PROBLEM: Report every line in the records below that contains the word "cardboard", copying each such line in full.
=== SUPPLIED DATA ===
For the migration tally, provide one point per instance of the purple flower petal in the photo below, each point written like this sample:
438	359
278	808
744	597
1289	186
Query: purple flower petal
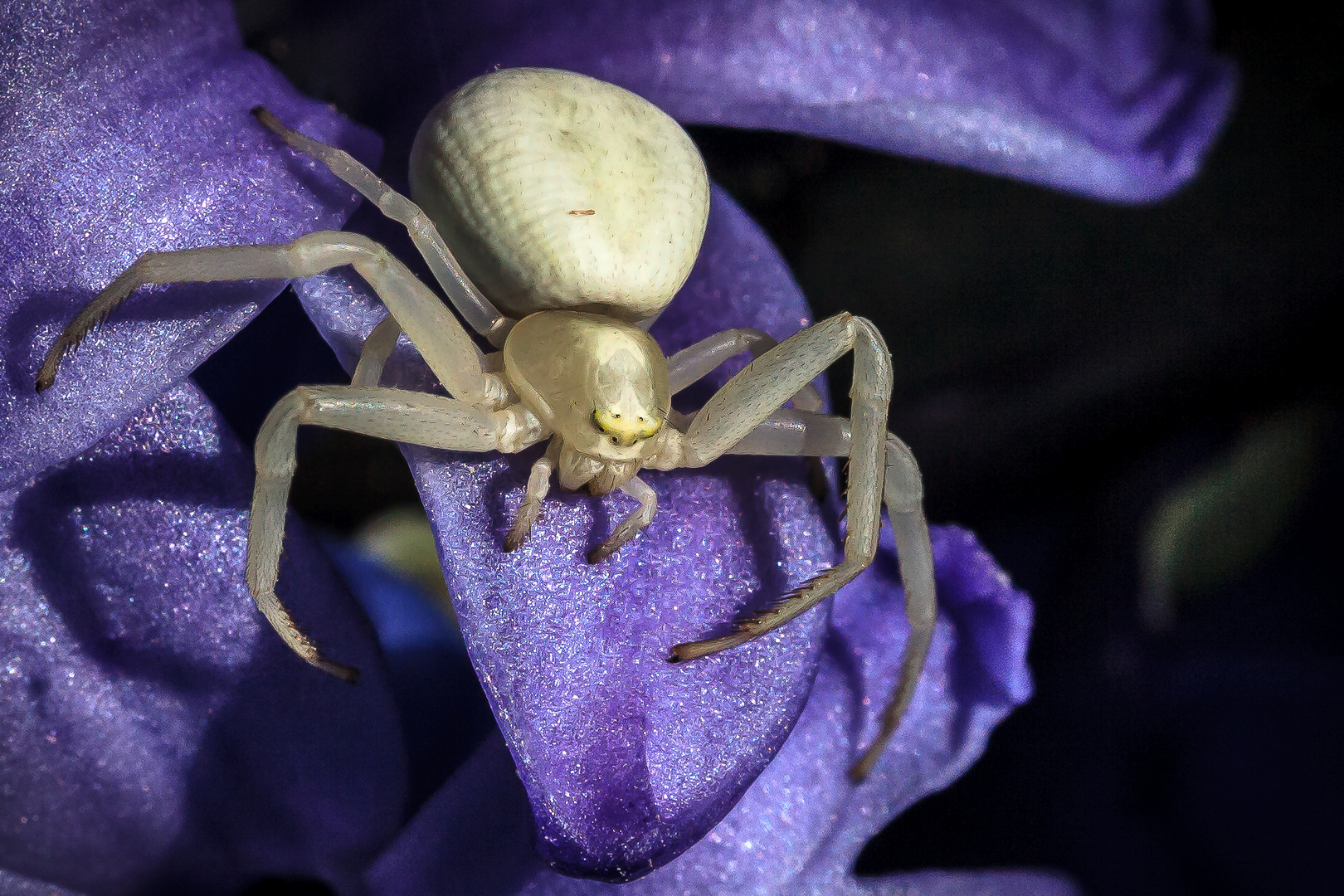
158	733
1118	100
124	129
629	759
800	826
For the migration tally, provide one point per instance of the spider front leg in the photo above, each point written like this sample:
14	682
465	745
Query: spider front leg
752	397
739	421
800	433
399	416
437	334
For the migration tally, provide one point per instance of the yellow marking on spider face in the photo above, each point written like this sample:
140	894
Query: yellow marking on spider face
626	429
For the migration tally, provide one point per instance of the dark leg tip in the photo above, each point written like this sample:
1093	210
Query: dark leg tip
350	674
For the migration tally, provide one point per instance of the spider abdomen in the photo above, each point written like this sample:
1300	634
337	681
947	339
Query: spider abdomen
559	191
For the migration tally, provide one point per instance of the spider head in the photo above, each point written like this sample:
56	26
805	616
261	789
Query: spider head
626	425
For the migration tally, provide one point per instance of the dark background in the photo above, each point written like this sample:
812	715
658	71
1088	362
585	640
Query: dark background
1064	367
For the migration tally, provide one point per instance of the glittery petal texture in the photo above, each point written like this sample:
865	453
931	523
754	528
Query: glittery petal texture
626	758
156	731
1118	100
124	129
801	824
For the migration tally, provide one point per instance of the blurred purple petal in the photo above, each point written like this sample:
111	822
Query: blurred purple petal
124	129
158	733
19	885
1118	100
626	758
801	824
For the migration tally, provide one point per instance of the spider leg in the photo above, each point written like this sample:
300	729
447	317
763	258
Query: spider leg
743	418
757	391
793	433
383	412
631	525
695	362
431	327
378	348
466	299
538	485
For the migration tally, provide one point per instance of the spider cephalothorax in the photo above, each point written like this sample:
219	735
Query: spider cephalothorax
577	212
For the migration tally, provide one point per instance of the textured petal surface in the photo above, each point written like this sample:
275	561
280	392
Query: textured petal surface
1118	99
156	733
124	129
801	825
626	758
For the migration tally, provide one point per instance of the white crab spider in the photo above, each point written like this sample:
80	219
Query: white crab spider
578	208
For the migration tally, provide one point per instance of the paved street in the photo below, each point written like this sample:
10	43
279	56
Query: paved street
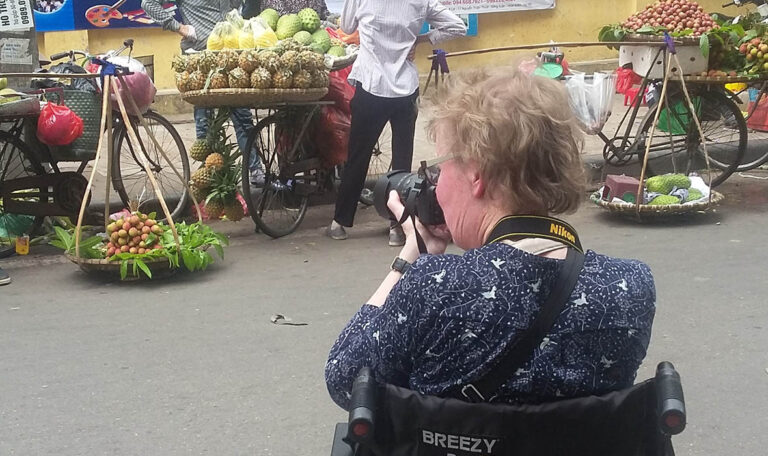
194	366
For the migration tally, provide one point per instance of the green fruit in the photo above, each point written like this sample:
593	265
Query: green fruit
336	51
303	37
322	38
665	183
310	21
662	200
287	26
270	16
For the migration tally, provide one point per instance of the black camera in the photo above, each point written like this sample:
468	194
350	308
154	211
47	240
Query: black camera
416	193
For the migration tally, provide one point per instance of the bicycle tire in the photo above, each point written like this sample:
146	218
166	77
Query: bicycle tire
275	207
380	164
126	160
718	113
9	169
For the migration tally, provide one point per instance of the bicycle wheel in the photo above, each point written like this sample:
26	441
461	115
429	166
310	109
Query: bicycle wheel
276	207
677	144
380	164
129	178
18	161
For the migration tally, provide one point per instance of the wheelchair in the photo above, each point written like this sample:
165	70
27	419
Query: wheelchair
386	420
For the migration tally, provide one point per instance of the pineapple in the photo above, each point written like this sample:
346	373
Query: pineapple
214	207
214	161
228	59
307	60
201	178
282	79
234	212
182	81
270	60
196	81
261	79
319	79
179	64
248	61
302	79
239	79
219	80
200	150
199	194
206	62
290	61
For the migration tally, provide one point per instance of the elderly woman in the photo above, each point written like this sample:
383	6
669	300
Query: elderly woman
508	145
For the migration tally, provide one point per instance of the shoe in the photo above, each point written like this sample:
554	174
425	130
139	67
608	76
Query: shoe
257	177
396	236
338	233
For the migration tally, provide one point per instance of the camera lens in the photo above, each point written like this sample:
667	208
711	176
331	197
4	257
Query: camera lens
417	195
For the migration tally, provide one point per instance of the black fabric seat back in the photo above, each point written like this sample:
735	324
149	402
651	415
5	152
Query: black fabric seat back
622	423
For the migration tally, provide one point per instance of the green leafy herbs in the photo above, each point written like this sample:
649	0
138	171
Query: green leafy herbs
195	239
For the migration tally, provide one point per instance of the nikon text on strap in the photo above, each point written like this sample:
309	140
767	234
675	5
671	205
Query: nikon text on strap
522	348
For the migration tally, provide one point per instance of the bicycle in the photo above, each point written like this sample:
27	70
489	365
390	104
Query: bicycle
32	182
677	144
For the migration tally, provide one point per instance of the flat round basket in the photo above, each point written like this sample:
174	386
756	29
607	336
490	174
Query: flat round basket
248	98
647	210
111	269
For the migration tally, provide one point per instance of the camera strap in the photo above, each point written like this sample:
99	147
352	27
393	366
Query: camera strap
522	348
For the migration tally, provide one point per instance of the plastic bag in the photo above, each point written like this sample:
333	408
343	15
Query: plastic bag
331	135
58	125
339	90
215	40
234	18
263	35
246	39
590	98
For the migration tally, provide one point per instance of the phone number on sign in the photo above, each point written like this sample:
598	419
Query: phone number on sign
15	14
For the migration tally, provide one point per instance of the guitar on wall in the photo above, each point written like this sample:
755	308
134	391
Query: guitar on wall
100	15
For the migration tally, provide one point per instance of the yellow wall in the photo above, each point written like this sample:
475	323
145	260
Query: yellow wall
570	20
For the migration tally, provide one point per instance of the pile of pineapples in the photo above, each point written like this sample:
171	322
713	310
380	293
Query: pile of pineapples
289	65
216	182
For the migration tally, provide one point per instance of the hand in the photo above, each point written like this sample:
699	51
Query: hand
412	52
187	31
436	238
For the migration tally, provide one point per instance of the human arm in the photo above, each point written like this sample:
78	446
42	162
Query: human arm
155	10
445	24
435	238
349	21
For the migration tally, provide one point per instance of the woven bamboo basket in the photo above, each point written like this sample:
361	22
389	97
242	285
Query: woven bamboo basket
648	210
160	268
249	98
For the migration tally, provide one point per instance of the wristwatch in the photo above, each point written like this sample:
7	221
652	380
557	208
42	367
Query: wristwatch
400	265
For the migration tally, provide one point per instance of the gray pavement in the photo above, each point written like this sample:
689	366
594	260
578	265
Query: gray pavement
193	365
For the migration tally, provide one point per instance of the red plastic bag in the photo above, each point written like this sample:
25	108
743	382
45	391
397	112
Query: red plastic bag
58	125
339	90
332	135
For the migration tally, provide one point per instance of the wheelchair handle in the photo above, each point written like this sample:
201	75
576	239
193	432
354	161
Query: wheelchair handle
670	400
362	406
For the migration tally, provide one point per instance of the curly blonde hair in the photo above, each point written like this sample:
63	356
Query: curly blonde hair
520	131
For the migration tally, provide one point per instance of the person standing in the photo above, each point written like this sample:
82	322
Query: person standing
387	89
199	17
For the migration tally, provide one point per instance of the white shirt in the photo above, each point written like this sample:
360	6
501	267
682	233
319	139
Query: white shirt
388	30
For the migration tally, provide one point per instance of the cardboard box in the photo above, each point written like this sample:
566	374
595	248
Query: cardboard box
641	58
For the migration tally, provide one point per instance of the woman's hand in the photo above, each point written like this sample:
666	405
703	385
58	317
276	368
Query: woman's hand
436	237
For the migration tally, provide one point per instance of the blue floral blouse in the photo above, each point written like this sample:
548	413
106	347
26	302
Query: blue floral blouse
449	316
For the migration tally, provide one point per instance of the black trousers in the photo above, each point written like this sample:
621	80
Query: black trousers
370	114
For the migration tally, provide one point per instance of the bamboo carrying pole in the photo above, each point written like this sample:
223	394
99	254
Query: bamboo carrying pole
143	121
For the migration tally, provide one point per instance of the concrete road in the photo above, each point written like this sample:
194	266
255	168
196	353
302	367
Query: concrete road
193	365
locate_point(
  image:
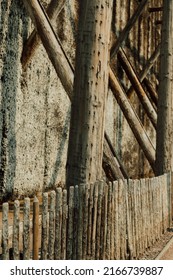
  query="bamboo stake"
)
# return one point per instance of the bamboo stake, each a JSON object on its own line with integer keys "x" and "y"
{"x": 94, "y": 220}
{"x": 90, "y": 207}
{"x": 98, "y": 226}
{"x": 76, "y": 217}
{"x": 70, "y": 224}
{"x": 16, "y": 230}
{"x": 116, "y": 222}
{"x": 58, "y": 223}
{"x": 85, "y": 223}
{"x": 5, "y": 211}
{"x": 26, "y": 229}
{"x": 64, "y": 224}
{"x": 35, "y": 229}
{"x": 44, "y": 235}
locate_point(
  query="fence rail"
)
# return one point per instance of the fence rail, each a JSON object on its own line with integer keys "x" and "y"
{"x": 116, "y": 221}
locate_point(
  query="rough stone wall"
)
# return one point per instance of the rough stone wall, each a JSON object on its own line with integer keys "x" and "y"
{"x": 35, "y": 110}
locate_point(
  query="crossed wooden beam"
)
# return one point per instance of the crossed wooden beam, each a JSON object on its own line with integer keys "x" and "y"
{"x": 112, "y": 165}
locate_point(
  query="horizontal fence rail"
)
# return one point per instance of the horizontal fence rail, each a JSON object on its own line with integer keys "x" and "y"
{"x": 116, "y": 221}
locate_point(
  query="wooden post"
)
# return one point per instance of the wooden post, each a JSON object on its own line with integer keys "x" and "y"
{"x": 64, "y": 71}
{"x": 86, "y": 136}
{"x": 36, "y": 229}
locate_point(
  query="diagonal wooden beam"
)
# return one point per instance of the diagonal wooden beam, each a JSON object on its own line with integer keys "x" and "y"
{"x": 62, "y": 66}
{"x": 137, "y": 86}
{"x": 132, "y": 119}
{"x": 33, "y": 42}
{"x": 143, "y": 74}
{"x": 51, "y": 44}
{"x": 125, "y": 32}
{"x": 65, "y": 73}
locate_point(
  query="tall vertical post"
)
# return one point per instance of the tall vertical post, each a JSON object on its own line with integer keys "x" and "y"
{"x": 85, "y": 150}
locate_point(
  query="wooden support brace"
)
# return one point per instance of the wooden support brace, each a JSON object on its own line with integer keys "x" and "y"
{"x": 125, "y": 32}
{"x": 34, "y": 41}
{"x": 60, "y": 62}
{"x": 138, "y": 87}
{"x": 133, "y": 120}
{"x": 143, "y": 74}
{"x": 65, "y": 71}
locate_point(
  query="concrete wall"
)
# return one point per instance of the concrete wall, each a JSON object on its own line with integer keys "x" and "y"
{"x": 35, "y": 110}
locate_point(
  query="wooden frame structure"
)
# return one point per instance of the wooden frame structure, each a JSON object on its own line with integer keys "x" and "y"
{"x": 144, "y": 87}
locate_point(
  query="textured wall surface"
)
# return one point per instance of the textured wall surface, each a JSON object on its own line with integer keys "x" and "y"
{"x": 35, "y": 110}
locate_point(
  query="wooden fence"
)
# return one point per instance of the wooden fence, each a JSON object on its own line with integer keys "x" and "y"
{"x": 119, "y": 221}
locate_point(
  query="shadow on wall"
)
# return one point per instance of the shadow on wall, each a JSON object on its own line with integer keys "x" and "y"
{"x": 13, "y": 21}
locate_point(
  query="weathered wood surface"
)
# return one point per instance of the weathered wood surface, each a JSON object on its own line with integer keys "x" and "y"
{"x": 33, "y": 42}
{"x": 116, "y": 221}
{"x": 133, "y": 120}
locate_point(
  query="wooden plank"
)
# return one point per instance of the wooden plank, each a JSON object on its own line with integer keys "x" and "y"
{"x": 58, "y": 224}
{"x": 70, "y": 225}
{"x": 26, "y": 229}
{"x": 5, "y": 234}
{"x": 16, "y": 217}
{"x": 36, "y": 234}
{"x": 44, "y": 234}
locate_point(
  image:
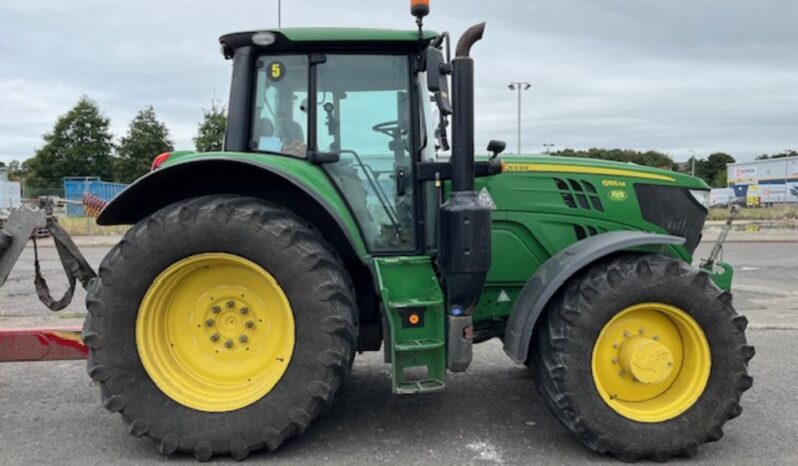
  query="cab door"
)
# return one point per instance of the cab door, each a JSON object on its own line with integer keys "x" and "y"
===
FINAL ANSWER:
For the migration tally, provide one point per instance of the cardboard box in the photo above, each point written like this sample:
Query: cardboard box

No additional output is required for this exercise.